▸ **PROBLEM TO SOLVE**:
Reproduce all the entries beneath this sentence exactly.

▸ **MATERIAL PROVIDED**:
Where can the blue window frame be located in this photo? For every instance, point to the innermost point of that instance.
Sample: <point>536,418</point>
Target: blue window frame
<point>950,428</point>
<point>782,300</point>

▸ **FINAL ANSWER**:
Where can the blue window frame be located in this photo? For every instance, point to the innermost point of that instance.
Sample: <point>536,418</point>
Target: blue window frame
<point>950,428</point>
<point>782,300</point>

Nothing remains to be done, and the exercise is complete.